Petit exercice 1: Recopiez à l'identique, s'il vous plaît, les lignes de la liste, depuis son début jusqu'à la ligne contenant « 302 144 325 182 », celle-ci comprise.

Extrait du texte:
= = = = =

Par ailleurs, si vous sautez au début de cette mise à jour, vous verrez dans la forme la plus élaborée de mon modèle un coefficient de détermination égal à R2 = 0,701. Ça me laisse toujours avec plus de 29% de variance sans explication. Ce n’est pas bien grave : trop de détermination n’est pas nécessairement ce qu’on souhaite. Encore, ça m’a donné un prétexte pour réitérer la même procédure analytique : mapper les résiduelles et chercher des corrélations. Seulement cette fois, ça n’a rien donné. Cette résiduelle-là semble bien aliénée. Je la laisse pour le moment. Ce qui m’intéresse en ce moment précis, c’est la structure. Je pose et je vérifie l’hypothèse suivante : des structures sociales différentes produisent des fonctions de sélection différentes et des équilibres différents entre la quantité de capital physique et le nombre de demandes de brevet.

Dans ma base de données, j’ai deux variables différentes : la densité de population et le déficit alimentaire. Le nombre de personnes par kilomètre carré est un facteur essentiel de relations sociales, aussi bien coopératives que conflictuelles. Le déficit alimentaire semble avoir de l’importance pour le ratio de capital physique par une demande de brevet. J’ai déjà exploré ce sujet précis, un tout petit peu, dans la mise à jour intitulée “Evolutionary games”. J’inclus donc les logarithmes naturels de ces deux variables dans mon modèle, ce qui me donne l’équation suivante : ln(Nombre de demandes de brevet) = a1*ln(Capital physique) + a2*ln(Taux d’amortissement) + a3*ln(Part des salaires dans le PIB) + a4*ln(Consommation d’énergie par tête d’habitant) + a5*ln(Densité de population) + a6*ln(Déficit alimentaire) + constante résiduelle. Je teste cette équation dans un ensemble d’observations réduit, faute de données complètes. J’ai n = 469 observations valides, qui rendent, néanmoins, un joli pouvoir explicatif avec R2 = 0,729. Quant aux paramètres détaillés du modèle, vous pouvez les trouver dans le tableau ci-dessous :

variable Coefficient Erreur standard Statistique t p-valeur
ln(Capital physique) 0,799 0,043 18,49 0,000
ln(Taux d’amortissement) 1,496 0,365 4,096 0,000
ln(Part des salaires dans le PIB) 2,338 0,269 8,676 0,000
ln(Consommation d’énergie par tête d’habitant 1,233 0,102 12,035 0,000
ln(Densité de population) 0,646 0,063 10,219 0,000
ln(Déficit alimentaire) -0,106 0,069 -1,541 0,124
constante résiduelle -9,522 1,618 -5,885 0,000

La densité de population semble avoir deux mots à dire quant à l’équilibre « capital – demandes de brevet » et c’est du solide en termes de corrélation : plus on a du monde par kilomètre carré, plus on génère d’inventions brevetables. Dans le cas du déficit alimentaire, celui-ci semble avoir quelque chose à dire, seulement il est dur de définir qu’est-ce que c’est exactement qu’il veut dire. La p – valeur de cette corrélation particulière est plutôt élevée. Il semble que le déficit alimentaire marche mieux comme variable de contrôle, à l’extérieur du modèle plutôt qu’à l’intérieur.

= = = = =

Petit exercice 2:
Répondez aux questions suivantes d'après l'extrait sur les demandes de brevet :
(a) Combien d'observations valides servent à tester la nouvelle équation ?
(b) Quelle valeur de R2 atteignait la forme la plus élaborée du modèle au début de la mise à jour ?
(c) Quelle est la p-valeur indiquée pour ln(Déficit alimentaire) dans le tableau ?

Éléments provenant d'une source de données:
= = = = =

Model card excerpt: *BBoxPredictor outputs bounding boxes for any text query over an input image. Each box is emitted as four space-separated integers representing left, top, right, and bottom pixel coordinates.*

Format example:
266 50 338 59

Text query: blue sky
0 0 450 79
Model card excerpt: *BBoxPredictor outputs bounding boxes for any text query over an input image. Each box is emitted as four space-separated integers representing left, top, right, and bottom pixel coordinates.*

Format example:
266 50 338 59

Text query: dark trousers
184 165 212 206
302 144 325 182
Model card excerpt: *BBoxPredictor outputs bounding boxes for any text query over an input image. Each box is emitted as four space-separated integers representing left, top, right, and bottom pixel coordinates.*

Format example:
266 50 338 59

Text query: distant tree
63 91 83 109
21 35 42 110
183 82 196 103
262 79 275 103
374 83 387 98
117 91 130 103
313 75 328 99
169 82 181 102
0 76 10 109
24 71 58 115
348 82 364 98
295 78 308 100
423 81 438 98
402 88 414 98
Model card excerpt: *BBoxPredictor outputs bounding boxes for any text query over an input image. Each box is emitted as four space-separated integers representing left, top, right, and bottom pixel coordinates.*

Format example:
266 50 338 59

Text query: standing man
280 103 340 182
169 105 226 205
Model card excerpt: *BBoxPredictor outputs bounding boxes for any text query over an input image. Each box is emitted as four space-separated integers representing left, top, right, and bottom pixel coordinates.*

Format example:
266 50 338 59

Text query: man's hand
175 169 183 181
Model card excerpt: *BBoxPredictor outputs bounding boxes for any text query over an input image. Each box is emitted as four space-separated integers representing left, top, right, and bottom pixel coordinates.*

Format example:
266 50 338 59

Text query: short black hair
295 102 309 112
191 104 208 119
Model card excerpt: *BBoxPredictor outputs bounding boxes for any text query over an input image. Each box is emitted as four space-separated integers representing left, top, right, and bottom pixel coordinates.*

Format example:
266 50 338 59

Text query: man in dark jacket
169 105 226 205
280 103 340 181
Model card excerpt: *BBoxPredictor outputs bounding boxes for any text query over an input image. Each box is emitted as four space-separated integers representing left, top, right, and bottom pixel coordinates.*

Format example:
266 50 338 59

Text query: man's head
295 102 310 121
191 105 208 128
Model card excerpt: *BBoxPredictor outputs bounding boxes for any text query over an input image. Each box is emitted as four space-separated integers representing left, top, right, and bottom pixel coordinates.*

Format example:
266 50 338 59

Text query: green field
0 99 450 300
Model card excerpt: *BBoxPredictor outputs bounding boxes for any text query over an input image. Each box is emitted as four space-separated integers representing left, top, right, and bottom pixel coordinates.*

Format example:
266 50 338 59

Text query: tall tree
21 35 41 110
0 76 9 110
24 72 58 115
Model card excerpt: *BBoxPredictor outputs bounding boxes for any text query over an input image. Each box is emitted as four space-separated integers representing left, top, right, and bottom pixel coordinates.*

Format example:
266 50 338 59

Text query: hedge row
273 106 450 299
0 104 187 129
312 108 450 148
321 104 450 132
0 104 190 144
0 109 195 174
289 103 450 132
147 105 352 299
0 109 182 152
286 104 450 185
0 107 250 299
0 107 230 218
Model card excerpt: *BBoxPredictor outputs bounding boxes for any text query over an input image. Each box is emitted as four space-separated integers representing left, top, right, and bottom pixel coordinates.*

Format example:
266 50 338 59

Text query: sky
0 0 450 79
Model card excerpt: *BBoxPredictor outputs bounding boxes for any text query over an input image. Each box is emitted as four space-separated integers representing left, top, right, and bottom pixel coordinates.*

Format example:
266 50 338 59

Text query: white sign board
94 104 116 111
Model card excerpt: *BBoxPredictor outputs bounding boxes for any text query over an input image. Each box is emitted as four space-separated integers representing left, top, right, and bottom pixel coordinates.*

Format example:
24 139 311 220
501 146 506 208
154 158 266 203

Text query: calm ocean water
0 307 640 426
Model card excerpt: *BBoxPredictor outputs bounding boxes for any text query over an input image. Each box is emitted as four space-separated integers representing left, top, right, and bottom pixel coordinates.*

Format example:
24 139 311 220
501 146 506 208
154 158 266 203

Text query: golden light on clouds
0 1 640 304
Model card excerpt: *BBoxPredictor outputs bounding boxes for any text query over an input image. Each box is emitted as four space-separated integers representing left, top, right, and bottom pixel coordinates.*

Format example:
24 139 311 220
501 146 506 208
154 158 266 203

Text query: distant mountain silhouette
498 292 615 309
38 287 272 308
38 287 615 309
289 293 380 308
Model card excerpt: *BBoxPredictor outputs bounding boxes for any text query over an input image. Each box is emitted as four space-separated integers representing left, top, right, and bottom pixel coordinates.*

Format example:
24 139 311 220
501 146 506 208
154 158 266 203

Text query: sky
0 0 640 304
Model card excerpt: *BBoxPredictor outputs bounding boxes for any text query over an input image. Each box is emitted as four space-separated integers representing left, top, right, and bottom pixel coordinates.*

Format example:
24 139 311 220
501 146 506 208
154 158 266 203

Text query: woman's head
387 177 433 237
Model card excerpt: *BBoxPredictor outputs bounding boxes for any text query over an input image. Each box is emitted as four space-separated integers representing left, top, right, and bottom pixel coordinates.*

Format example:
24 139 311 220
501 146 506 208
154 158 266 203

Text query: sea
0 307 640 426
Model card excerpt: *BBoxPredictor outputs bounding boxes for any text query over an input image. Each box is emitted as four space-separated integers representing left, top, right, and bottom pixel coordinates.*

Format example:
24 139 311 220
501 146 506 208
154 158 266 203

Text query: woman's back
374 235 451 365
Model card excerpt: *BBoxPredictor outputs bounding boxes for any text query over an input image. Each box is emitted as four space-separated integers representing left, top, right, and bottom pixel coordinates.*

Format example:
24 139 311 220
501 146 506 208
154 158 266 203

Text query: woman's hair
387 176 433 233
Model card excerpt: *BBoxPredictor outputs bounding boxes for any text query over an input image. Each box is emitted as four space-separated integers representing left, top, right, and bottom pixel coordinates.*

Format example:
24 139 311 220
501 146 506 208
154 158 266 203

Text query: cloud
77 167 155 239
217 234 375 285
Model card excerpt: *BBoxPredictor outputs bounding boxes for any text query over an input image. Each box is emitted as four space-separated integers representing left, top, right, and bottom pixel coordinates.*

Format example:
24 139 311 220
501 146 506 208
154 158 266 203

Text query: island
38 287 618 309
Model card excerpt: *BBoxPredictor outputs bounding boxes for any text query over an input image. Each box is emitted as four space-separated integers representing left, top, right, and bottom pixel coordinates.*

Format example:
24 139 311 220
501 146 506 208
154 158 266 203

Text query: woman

= = = = =

Bonne réponse 1:
Model card excerpt: *BBoxPredictor outputs bounding boxes for any text query over an input image. Each box is emitted as four space-separated integers representing left, top, right, and bottom pixel coordinates.*

Format example:
266 50 338 59

Text query: blue sky
0 0 450 79
Model card excerpt: *BBoxPredictor outputs bounding boxes for any text query over an input image. Each box is emitted as four space-separated integers representing left, top, right, and bottom pixel coordinates.*

Format example:
266 50 338 59

Text query: dark trousers
184 165 212 206
302 144 325 182

Bonne réponse 2:
(a) 469 observations valides.
(b) R2 = 0,701.
(c) 0,124.